#### 과제 안내:
아래 기록의 모든 줄을 한 글자도 고치지 말고 그대로 다시 적으시오. 단, 그림은 답에서 빼시오.

── 제공 자료 ──

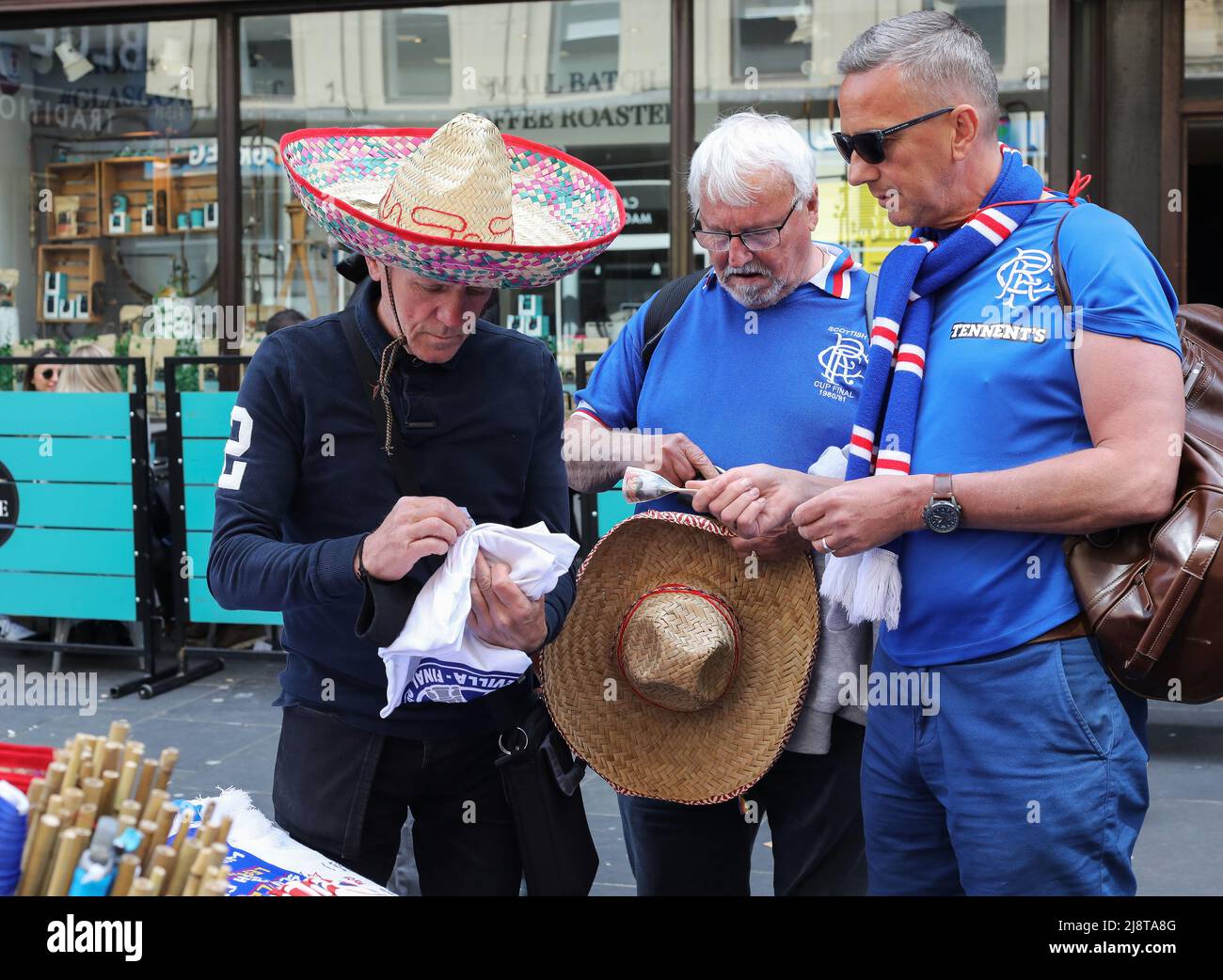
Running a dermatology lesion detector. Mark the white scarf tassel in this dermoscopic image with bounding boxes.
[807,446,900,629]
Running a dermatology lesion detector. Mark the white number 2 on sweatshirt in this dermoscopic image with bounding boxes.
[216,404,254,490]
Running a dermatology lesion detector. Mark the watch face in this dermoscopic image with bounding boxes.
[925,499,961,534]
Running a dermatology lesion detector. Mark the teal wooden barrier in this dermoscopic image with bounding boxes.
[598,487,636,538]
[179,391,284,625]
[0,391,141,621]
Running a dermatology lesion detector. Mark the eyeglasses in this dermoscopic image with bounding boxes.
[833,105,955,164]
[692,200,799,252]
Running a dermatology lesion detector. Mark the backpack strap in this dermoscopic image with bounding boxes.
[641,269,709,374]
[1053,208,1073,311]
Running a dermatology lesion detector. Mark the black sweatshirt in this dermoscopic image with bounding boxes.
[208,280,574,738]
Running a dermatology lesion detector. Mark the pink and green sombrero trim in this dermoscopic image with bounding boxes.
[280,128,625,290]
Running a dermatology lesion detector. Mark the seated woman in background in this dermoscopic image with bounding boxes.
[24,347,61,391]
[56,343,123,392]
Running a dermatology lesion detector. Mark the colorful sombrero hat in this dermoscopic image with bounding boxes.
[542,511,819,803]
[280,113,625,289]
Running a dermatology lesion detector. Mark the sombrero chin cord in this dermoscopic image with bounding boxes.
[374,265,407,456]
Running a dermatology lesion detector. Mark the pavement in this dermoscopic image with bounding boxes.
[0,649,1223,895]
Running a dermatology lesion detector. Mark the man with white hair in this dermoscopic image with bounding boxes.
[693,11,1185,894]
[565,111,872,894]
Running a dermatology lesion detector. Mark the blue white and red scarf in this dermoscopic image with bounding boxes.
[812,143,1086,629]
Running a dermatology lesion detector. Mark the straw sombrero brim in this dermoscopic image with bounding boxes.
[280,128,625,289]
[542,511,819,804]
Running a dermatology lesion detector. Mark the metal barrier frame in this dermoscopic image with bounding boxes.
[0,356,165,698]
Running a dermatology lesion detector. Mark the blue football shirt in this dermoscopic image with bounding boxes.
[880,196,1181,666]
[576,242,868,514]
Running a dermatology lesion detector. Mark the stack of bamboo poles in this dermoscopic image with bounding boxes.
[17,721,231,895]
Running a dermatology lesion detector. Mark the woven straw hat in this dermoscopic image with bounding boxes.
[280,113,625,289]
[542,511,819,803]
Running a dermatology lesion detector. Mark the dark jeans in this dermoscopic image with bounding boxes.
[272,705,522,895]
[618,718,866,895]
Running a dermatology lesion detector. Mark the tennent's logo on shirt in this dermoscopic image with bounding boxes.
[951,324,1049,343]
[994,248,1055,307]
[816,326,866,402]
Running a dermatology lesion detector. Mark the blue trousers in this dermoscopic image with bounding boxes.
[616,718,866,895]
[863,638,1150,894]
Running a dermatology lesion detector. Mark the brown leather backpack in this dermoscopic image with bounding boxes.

───

#### 과제 답안:
Running a dermatology lesion detector. Mark the white scarf tassel in this dermoscopic image with bounding boxes.
[807,446,900,629]
Running a dermatology lesion detector. Mark the white number 2 on sweatshirt in this dermoscopic image with bounding boxes.
[216,404,254,490]
Running a dermatology lesion detector. Mark the watch face in this dermoscopic image with bounding boxes.
[925,499,961,534]
Running a dermatology lesion detector. Mark the teal wooden barrier in this dermoscopic image with bounding boxes.
[598,487,636,538]
[179,391,284,625]
[0,391,141,621]
Running a dermatology lesion detector. Mark the eyeglasses in this dermoscopic image with bounding boxes.
[833,105,955,164]
[692,200,799,252]
Running a dermatology lesion detector. Mark the backpack strap in this dermoscopic image with bounding boxes.
[641,269,709,374]
[1053,208,1073,311]
Running a dermatology lesion detector. Mark the black sweatshirt in this dermoscopic image with bounding boxes.
[208,280,574,738]
Running a dermatology lesion detector. Mark the pink and green sombrero trim in this dermoscopic image with bounding boxes.
[280,128,625,290]
Running a dermatology lesion detector. Mark the seated woman in background in this dermoscopic image with bounding boxes.
[24,347,61,391]
[56,343,123,392]
Running a dermatology lesion detector. Mark the colorful sombrero hat in this dermoscopic image with bounding boxes.
[542,511,819,803]
[280,113,625,289]
Running a dermatology lesion detector. Mark the sombrero chin cord in this dermoscopic image with bounding boxes.
[374,265,407,456]
Running a dermatology lesion detector. Mark the pavement in this dermoscopic image with bounding boxes.
[0,649,1223,895]
Running a dermatology lesion detector. Mark the man with white hair in this dermoscopic image with bounding boxes.
[693,11,1185,894]
[565,111,872,894]
Running a dermatology lesion detector. Mark the blue white and red scarf in this dermoscopic image with bounding boxes.
[812,143,1086,629]
Running a dermatology lesion detector. Mark the straw sombrero brim in this dermoscopic image with bounding boxes.
[280,128,625,289]
[542,511,819,804]
Running a dermatology lesion detector. Mark the metal barrier frame in this dermoscopic image with bounding boxes.
[0,356,165,698]
Running a dermatology lesion detector. Mark the blue football shirt in this dermoscopic image with bounding boxes.
[880,196,1181,666]
[576,242,868,514]
Running a dermatology lesion detector. Mark the stack of bamboo poles in this dermoscopic image with bounding boxes.
[17,721,231,895]
Running a dermatology lesion detector. Mark the woven straw hat in this dermoscopic image with bounding boxes.
[280,113,625,289]
[542,511,819,803]
Running a dermatology lesion detector. Mark the dark jeans in this dermoscopic image with bounding boxes.
[272,705,522,895]
[618,718,866,895]
Running a dermatology lesion detector. Mark the tennent's logo on shirt in this dermoscopic image with bounding boxes.
[951,324,1049,343]
[994,248,1055,307]
[816,326,866,402]
Running a dermatology lesion detector. Mark the blue trousers in this dermoscopic image with bounding boxes.
[616,718,866,895]
[863,638,1150,894]
Running a dermatology lesion detector. Mark the brown leather backpack in this dermoscopic image with bounding boxes.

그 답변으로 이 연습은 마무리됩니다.